Here, we can draw on the internet for wisdom to understand Sovacool’s position. ‘Your past informs, but does not define your future’.

A debate arose as how do you define an energy transition. With a key question of, ‘what percent of market share is a sustainable energy transition reached?’ Professors, Grubler, Wilson and Nemet objected to Sovacool’s quick transition concept as deviated from a more Economics and Innovation approach (I’m badly labeling here because it is not my discipline). Grubler et al., point out reaching a pre-specified market penetration threshold requires consistency in comparison. Instead of relying on the accepted “time it takes to move from 1% to 50% … is identical to the time required to grow from 10% to 90% market share.”[3] Which means this could take a very long time – of decades. So don’t get too excited about any change anytime soon, technology transitions take a long time, so we are not yet at a sustainable energy system.

To arrive at this longer transition phase, Grubler et al., deploy an economic logistic function with the ‘typically accepted’ S-curves to demonstrate how long it could take to reach 99% of market share. Sovacool, rather than going for 99% deployment, or even 50%, goes for a short 25% market dominance (?!) threshold, thereby shortening the time, and leading the opposing authors to label it an ‘apple-to-oranges’ comparison. In short, market share takes time to achieve and how it is accounted for it, influences your perspective to state when the transition is fully complete or how long it will take to get there. You can’t say a transition occurs when there is only 25% market share compared to 90%.

Or can you?

Depends on what you are counting? In a responding piece Sovacool and Geels[4] come back and say, yes, there’s apples and apples, and there are oranges and oranges. But more clearly, they’re talking about Idared apples  and Navel oranges’. While Grubler et all, are talking about just generic apples and generic oranges.

Excerpts from location labeling data:
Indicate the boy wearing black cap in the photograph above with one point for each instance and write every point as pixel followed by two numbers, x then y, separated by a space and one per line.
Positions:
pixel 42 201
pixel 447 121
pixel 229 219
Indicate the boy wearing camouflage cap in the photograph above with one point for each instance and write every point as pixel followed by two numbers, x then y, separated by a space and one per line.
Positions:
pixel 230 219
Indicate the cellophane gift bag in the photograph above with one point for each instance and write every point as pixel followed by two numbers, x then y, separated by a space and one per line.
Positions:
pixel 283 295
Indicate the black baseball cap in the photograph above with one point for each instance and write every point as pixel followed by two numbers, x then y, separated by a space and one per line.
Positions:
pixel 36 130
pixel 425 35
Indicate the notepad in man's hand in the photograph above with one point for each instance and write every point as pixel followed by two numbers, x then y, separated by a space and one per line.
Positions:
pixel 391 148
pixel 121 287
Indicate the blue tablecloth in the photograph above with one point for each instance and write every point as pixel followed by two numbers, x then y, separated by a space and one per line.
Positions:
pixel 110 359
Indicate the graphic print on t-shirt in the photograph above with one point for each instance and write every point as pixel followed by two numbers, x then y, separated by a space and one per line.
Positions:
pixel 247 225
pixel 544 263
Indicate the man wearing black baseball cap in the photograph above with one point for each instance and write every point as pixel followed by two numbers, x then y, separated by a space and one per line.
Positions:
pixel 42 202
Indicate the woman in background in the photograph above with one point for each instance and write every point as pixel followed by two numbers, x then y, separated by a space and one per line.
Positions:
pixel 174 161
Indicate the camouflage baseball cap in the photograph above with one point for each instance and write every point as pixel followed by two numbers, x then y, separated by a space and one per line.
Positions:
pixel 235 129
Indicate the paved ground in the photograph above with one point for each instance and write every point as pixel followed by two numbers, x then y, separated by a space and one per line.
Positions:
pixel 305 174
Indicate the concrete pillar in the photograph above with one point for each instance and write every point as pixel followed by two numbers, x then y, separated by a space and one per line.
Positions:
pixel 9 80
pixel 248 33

What is asked: Please continue the passage on the energy transition debate, picking up after its last sentence. This data comes from a different source than the passage.

Task response:
Ok, maybe this is still confusing…. In other words, for Sovacool and Geels, the energy transition is not just about technology ‘A’, but about a large variety of technologies, services and practices. These  collective smaller changes culminate in systemic change at all points in the energy system; this includes, “regulations, markets, infrastructures and cultural symbols. Therefore, transitions are multi-actor processes, involving interactions between firms, households, policymakers social movements, scientific communities and special interest groups.”[5] From their viewpoint, we can measure the global diffusion of Idared apples, but we should also account for the global diffusion of navel oranges as it reflects a much deeper transformation of trade flows, agriculture and cultural acceptance of foreign fruit into people’s diets. The collective agricultural, distribution and consumption system developed around Idared and Navel oranges is representative of a deeper food system transition. Now, you can expand this example to the energy system.

Soon we could have talking oranges….

The speed of technology diffusion may also be accelerating. For example, if we are speaking of the bronze age (taken from a random internet picture), it looks like things took a long time to diffuse. No doubt the trade route between the United States and China was largely land based 5,000 years ago (um…).

(Can you imagine how long a trade dispute like the current one Trump has put in place would take to negotiate?)

Fortunately, in our modern world, there’s a tighter timeline for technology diffusion. But if we are talking about past diffusion then there is a slight lag in modern energy technologies. In Figure 1, the difference in years for the diffusion of coal and nuclear is less than a decade. While more modern technologies of electric bikes and cell/mobile phones, there is virtually no difference.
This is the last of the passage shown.